Roman der »Augsburger Puppenkiste«

Georg Dreissig

Hatü steht bereits als junges Mädchen neben ihrem Vater Walter Oehmichen auf der Spielbrücke des Marionettentheaters, das sie nach dem Krieg (als Hannelore Marschall, geb. Oehmichen) bis zu ihrem Tod 2003 leiten und für das sie unzählige Puppen schnitzen wird. Wie schön und einfühlsam wird das geschildert, wie viel Begeisterung der Heranwachsenden vermittelt, wie viel Bereitschaft – weil das Alte zerstört worden ist, weil die Zeiten sich ändern –, immer wieder neu, immer wieder anders ans Werk zu gehen!

ÜBUNGSMATERIAL:
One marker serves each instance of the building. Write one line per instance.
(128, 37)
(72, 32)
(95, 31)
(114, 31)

DEINE AUFGABEN:
**a)** Schreib im Textauszug über die Augsburger Puppenkiste den Teil von „Hatü steht bereits“ bis einschließlich „Werk zu gehen!“ noch einmal ab und setz dabei „Bühne“ statt „Spielbrücke“ ein.
**b)** Warum ist die junge Hatü laut dem Textauszug über die Augsburger Puppenkiste bereit, immer wieder neu und anders ans Werk zu gehen? Antworte in ein bis drei Sätzen.
**c)** Beantworte diese Fragen zum Textauszug über die Augsburger Puppenkiste:
(i) Wie heißt Hatüs Vater?
(ii) Unter welchem Namen leitete sie das Marionettentheater nach dem Krieg?
(iii) In welchem Jahr starb sie?
Die Auflistung hat mit dem Textauszug nichts zu tun.

LÖSUNGEN:
**a)**
Hatü steht bereits als junges Mädchen neben ihrem Vater Walter Oehmichen auf der Bühne des Marionettentheaters, das sie nach dem Krieg (als Hannelore Marschall, geb. Oehmichen) bis zu ihrem Tod 2003 leiten und für das sie unzählige Puppen schnitzen wird. Wie schön und einfühlsam wird das geschildert, wie viel Begeisterung der Heranwachsenden vermittelt, wie viel Bereitschaft – weil das Alte zerstört worden ist, weil die Zeiten sich ändern –, immer wieder neu, immer wieder anders ans Werk zu gehen!

**b)** Sie ist dazu bereit, weil das Alte zerstört worden ist. Außerdem ändern sich die Zeiten.

**c)**
(i) Walter Oehmichen
(ii) Hannelore Marschall, geb. Oehmichen
(iii) 2003